#  > Bazaar >  > Werk aangeboden en gevraagd >  Met Spoed Op Zoek Naar Schoonmaakmedewerkers Voor In Delft En Rotterdam

## Bedrijven

Beste mensen,

Wie kan ons helpen. Wij zijn een schoonmaakbedrijf en hebben op dit moment dringend twee nieuwe medewerkers nodig.

Het is voor een object in Delft en een object in Rotterdam Alexandrium. Het zijn beide Horeca gelegenheden en het gaat om 2 uren per dag. Voor Rotterdam is het ieder avond van 19.00 tot 21.00 uur en Delft is het in de ochtend uren van 07.00 uur tot 0.900 uur. Het liefst zijn we opzoek naar een heer aangezien het werk vooral uit machinaal schoonmaken bestaat van de vloeren. Het zou ook een echtpaar kunnen zijn! Wij zijn echt met spoed op zoek. Ben jij diegene die we zoeken of ken je iemand familie of vrienden mail ons dan zo snel mogelijk!! Degene moet wel nederlands spreken.

# # # # # # #

• _Opdracht_
Herhaal uit de vacature hierboven woordelijk alles vanaf "Het is voor" tot en met "wel nederlands spreken.". De lijst speelt hierbij geen rol.

(Datasetrijen)
# # # # # # #

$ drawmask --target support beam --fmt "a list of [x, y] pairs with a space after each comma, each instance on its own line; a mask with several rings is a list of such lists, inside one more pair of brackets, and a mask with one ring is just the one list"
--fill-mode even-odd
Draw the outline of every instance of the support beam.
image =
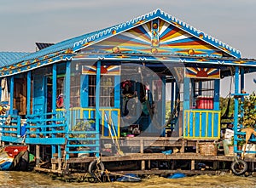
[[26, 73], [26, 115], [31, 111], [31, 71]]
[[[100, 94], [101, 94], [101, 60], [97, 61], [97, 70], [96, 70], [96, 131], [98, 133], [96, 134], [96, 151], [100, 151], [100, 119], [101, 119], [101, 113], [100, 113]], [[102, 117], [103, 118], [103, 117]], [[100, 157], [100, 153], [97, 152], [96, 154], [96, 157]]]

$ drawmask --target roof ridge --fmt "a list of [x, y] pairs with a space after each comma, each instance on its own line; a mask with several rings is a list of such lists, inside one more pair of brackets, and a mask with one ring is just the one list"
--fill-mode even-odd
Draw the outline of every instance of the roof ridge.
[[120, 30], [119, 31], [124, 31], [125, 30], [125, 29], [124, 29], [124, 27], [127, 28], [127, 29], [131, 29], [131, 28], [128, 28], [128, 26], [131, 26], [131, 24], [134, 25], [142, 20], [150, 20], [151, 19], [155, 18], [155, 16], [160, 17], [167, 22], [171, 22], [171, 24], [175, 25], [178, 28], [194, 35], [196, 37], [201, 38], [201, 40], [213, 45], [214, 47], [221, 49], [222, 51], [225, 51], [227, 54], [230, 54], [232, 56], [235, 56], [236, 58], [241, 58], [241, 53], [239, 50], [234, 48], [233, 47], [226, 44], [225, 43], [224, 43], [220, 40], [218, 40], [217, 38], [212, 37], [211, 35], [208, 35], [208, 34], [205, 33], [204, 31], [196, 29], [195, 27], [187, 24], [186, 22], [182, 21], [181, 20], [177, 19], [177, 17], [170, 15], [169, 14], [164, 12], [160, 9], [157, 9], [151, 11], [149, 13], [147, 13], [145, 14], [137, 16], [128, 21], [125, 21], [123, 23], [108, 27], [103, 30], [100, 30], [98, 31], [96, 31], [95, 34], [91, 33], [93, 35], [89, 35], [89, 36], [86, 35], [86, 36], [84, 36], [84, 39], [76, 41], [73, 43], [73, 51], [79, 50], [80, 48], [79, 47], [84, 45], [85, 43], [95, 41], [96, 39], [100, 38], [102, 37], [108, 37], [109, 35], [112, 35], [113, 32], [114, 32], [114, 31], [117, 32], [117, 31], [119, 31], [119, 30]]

# # # # # # #

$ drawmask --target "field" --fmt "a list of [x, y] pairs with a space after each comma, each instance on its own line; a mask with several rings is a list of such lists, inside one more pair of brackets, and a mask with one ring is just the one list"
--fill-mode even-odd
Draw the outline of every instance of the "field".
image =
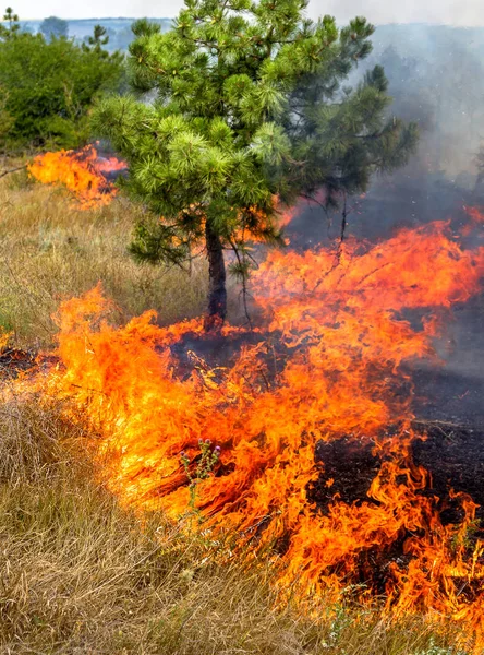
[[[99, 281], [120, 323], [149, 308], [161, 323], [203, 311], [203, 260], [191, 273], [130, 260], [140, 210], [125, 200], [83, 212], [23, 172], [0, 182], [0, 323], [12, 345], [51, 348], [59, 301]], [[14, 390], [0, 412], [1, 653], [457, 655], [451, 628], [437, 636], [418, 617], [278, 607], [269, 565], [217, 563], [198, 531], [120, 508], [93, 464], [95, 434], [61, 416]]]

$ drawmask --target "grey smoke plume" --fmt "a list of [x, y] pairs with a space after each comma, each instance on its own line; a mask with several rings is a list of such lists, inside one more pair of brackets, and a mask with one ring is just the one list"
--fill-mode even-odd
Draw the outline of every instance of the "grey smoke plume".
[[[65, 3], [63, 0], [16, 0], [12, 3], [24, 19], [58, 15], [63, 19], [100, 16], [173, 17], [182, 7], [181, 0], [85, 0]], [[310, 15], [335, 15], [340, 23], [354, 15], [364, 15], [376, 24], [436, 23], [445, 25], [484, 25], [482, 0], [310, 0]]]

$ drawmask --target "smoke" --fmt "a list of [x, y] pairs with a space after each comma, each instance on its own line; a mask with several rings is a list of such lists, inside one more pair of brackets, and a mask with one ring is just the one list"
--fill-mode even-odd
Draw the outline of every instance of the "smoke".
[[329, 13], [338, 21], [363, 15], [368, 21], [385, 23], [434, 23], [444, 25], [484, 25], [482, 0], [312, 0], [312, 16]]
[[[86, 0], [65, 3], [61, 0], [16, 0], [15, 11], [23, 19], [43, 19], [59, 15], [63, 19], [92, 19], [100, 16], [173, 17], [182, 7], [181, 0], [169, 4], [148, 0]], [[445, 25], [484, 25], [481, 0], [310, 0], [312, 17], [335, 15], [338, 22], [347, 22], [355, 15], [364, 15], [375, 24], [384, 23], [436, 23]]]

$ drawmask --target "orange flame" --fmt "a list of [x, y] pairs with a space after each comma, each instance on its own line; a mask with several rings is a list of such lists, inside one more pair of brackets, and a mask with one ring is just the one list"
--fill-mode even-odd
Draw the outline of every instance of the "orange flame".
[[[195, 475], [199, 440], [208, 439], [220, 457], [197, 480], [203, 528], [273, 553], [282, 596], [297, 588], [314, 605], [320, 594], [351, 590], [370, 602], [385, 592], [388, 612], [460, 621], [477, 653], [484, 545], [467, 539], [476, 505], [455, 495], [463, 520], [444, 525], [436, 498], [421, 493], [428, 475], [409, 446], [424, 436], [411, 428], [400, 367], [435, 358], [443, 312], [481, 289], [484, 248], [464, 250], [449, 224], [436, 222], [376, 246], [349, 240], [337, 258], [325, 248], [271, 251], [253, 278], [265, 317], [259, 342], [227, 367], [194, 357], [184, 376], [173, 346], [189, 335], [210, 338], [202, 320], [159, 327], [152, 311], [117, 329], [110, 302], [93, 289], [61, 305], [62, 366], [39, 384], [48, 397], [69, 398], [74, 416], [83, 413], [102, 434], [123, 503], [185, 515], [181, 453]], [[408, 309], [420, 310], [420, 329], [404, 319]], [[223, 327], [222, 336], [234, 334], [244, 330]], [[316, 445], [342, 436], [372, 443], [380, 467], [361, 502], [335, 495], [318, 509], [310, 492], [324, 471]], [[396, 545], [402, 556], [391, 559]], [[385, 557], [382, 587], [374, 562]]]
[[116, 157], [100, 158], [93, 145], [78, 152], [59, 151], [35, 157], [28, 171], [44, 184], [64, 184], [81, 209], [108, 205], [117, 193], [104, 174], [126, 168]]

# # # # # # #

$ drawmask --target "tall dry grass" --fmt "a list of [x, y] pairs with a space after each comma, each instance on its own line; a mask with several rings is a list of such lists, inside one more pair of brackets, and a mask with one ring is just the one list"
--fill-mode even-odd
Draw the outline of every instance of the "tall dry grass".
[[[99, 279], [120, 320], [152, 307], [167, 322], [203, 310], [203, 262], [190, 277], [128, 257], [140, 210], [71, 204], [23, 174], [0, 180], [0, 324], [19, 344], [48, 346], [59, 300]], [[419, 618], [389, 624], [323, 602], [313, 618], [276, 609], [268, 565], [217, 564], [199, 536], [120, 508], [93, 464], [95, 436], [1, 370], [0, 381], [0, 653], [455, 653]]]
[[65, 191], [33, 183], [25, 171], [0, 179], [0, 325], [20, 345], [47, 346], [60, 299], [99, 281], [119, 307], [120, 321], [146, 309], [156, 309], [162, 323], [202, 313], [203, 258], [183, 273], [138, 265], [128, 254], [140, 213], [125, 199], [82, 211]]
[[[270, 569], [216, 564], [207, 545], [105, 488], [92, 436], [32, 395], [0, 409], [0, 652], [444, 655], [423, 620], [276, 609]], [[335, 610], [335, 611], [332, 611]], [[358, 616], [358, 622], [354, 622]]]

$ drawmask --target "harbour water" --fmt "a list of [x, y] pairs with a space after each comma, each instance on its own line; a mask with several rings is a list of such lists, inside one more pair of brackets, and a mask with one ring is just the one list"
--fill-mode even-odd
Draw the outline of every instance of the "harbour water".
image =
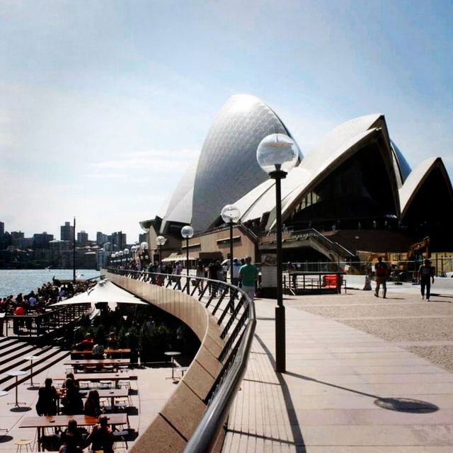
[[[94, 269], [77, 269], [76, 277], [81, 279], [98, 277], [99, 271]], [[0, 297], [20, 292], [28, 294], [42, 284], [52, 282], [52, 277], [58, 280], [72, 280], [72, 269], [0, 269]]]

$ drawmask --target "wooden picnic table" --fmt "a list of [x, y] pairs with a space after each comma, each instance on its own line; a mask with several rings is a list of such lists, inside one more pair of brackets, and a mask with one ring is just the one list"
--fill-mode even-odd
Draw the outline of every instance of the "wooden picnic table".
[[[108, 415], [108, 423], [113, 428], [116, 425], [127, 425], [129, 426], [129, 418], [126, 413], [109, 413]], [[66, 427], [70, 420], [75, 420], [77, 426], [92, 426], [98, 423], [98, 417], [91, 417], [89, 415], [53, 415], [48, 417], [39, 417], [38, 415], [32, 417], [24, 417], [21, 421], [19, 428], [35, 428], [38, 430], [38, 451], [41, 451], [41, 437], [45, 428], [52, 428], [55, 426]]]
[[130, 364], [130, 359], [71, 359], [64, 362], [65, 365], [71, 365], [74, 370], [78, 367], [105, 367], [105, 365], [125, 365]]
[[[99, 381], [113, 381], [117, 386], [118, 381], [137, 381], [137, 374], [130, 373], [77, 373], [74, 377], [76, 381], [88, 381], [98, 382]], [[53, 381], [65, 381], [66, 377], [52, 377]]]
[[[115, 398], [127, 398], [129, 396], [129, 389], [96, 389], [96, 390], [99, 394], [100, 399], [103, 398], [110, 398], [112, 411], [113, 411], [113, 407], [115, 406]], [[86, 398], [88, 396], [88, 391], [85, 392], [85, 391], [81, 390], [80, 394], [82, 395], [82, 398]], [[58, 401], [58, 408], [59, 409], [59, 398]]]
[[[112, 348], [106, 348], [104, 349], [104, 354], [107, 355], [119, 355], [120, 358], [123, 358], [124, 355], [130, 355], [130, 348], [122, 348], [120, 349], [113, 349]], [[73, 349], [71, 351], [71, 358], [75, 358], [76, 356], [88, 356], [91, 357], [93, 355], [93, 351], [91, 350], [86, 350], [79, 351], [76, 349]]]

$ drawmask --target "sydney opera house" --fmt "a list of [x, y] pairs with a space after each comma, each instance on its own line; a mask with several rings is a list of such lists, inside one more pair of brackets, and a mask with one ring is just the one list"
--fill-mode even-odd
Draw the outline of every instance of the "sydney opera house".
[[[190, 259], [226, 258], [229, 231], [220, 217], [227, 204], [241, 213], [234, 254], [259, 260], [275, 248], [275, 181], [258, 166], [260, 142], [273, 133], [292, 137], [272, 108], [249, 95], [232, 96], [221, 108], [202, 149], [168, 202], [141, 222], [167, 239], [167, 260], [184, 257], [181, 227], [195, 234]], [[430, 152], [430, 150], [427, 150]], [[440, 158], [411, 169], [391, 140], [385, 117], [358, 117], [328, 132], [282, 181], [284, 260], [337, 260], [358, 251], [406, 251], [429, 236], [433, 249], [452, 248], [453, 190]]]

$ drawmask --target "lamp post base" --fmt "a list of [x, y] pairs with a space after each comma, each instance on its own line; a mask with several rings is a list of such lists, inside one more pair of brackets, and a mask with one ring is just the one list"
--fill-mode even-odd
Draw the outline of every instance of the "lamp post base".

# # # # # # #

• _Antwoord_
Het is voor een object in Delft en een object in Rotterdam Alexandrium. Het zijn beide Horeca gelegenheden en het gaat om 2 uren per dag. Voor Rotterdam is het ieder avond van 19.00 tot 21.00 uur en Delft is het in de ochtend uren van 07.00 uur tot 0.900 uur. Het liefst zijn we opzoek naar een heer aangezien het werk vooral uit machinaal schoonmaken bestaat van de vloeren. Het zou ook een echtpaar kunnen zijn! Wij zijn echt met spoed op zoek. Ben jij diegene die we zoeken of ken je iemand familie of vrienden mail ons dan zo snel mogelijk!! Degene moet wel nederlands spreken.